_Source excerpt_:

NOTE: In this implementation, to simplify the access and interop of the System.IO.Pipelines asynchorouns operation, we use the task {} computation expression in place of the idiomatic F# async {} computation expression. The reason is that direct utilization of the task-based operations, without converting them into an F# Async type, produce better performance. For more details see this link

In a more in-depth analysis of the code, the function writePipe starts with calling the GetMemory(int) method of the underlying PipeWriter instance to get memory available.  Then, the Advance(int) method of the PipeWriter instance notifies the PipeWriter the amount of data that is written to the buffer.  Next, it is important to call the PipeWriter.FlushAsync(), which makes the data available to the PipeReader in the function readPipe.

It is important to note, that the data we receive from the PipeWriter is passed without any extra allocation and data copying. The pipelines behave simply, but in a very sophisticated and intelligent way, as a buffer between the PipeWriter and the PipeReader without any need to copy data around.

The recursive function readPipe consumes the buffers written by the PipeWriter, which originates from the HTTP video stream. When the call to the PipeReader.ReadAsync completes, it returns a ReadResult type, which exposes two central properties; the data read in the form of ReadOnlySequence<byte> and the IsCompleted flag notifying when the PipeWriter reaches the end of the stream.  Then, the function findStreamDelimiter finds the end of the image boundary to parse and render the buffer. In this function, the arrays of bytes are sliced (Slice method of the Span<’a>) to avoid re-processing and allocating the same data. The GetPosition method of the ReadOnlySequence<byte> returns a relative position of the delimiter frameHeader passed, which defines the beginning of an image in the video stream.

Next, the method PipeReader.AdvanceTo completes a single write operation and notifies the PipeReader the quantity of data consumed. This function makes the data available in the pipe to be consumed by the PipeReader.

The underlying Pipe implementation persist a linked list of buffers that passes within the PipeWriter and PipeReader. For example, the PipeReader defines a ReadOnlySequence<’a> type as a view over a set of segments of ReadOnlyMemory<‘a>, similar to Span<’a> and Memory<’a>. In other words, the Pipe implementation keeps pointers of the location of the reader and writer in the global allocated data, and it updates them when the data is either written or read. 

Auto Back pressure handling 

Another important characteristic of pipelines is that they support and contend with back-pressure.

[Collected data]
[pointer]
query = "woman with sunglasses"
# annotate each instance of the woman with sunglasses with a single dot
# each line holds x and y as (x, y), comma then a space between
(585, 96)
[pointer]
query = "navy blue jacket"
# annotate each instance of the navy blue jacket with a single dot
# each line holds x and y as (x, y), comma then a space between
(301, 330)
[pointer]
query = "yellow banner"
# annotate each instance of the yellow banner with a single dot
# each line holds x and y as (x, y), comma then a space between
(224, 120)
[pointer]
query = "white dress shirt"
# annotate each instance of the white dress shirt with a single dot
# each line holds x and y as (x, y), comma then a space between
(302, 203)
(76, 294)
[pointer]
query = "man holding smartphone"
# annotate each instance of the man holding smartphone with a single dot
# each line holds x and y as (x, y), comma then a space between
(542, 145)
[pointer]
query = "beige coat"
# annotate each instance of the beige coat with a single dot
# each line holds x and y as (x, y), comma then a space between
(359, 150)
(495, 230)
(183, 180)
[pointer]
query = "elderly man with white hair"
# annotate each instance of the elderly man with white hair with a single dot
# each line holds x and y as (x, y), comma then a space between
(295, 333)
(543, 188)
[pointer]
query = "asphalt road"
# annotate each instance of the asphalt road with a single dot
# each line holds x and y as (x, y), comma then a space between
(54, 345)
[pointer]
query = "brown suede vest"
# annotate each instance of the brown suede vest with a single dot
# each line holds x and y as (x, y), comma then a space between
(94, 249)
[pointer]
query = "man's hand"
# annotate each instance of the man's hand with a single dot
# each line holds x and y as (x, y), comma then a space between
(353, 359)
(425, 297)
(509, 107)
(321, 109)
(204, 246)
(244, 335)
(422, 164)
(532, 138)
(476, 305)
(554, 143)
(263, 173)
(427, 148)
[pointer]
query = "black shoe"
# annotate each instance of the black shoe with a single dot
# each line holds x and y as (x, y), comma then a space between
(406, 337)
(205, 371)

_Things to do_:
1. Please retype the part of the System.IO.Pipelines passage starting at "The recursive function" and ending at "the video stream.".
2. Write what comes next in the System.IO.Pipelines passage, picking up after its last sentence.

_Answers for the exercise_:
1.
The recursive function readPipe consumes the buffers written by the PipeWriter, which originates from the HTTP video stream. When the call to the PipeReader.ReadAsync completes, it returns a ReadResult type, which exposes two central properties; the data read in the form of ReadOnlySequence<byte> and the IsCompleted flag notifying when the PipeWriter reaches the end of the stream.  Then, the function findStreamDelimiter finds the end of the image boundary to parse and render the buffer. In this function, the arrays of bytes are sliced (Slice method of the Span<’a>) to avoid re-processing and allocating the same data. The GetPosition method of the ReadOnlySequence<byte> returns a relative position of the delimiter frameHeader passed, which defines the beginning of an image in the video stream.

2.
In a perfect world, reading and processing streams of data run at the same speed, in perfect balance. However, in the real World, this scenario is very rare. Normally, processing and parsing chunks of data takes more time than just copying or moving blocks of data from the stream. Consequentially, the producer thread can easily overwhelm the consumer thread. The result is that the producer thread will have to either slow down, or allocate more memory to store the data for the consumer thread, which is not a sustainable long-term solution. For ideal performance, there should be an equilibrium between frequent pauses and allocating more memory. Pipe solves this problem by controlling the flow of data, regulating how much data should be buffered before call the PipeWriter.FlushAsync method, and determining how much the consumer has to process before the producer can resume.

For example, if the PipeReader is not able to process the data at the same speed as the PipeWriter, the reader can push the data back into the pipe explicitly identifying the length of what was read.  The PipeWriter adjusts its rate in response to this information.  This way the Pipe negotiates between the PipeReader and PipeWriter, preventing the PipeReader from being overwhelmed by the stream of incoming data.  On the other side, the PipeWriter writes the chunk of the data into the pipe, and then calls the flush method to ensure that the pipe applies back-pressure.   

Below is the output:

In terms of performance, the application runs with an average of 8% CPU consumption, and about 36Mb of memory pressure. 

Here is the code for the UI Xamarim Forms:

type StreamManager private () =
    static let instance = System.Lazy<_>(fun () ->  
            new Microsoft.IO.RecyclableMemoryStreamManager())
    static member Instance = instance.Value


type MainPage() =
    inherit ContentPage()

    let camersUrls = [
        "http://192.168.20.48/axis-cgi/mjpg/video.cgi"
        "http://192.168.20.49/axis-cgi/mjpg/video.cgi"
        "http://192.168.20.50/axis-cgi/mjpg/video.cgi"
        "http://192.168.20.51/axis-cgi/mjpg/video.cgi"
        ]

    let _ = base.LoadFromXaml(typeof)

    let cameraSources = 
        List.init camersUrls.Length (fun i -> new Image ( Aspect = Aspect.AspectFit ), Uri(camerasUrls.[i]))

    let credentials = new NetworkCredential("admin", "myPa55w0rd");

    let cameras = 
        cameraSources
        |> List.map(fun (image. url) -> CameraStreaming(image, credentials, url))

    let mainStack = base.Content :?> StackLayout
    mainStack.Padding <- new Thickness (0, 10, 0, 0)
    mainStack.VerticalOptions <- LayoutOptions.StartAndExpand
    mainStack.HorizontalOptions <- LayoutOptions.CenterAndExpand

    do
        for camera in cameras do
            mainStack.Children.Add(camera.Image)
            camera.Start()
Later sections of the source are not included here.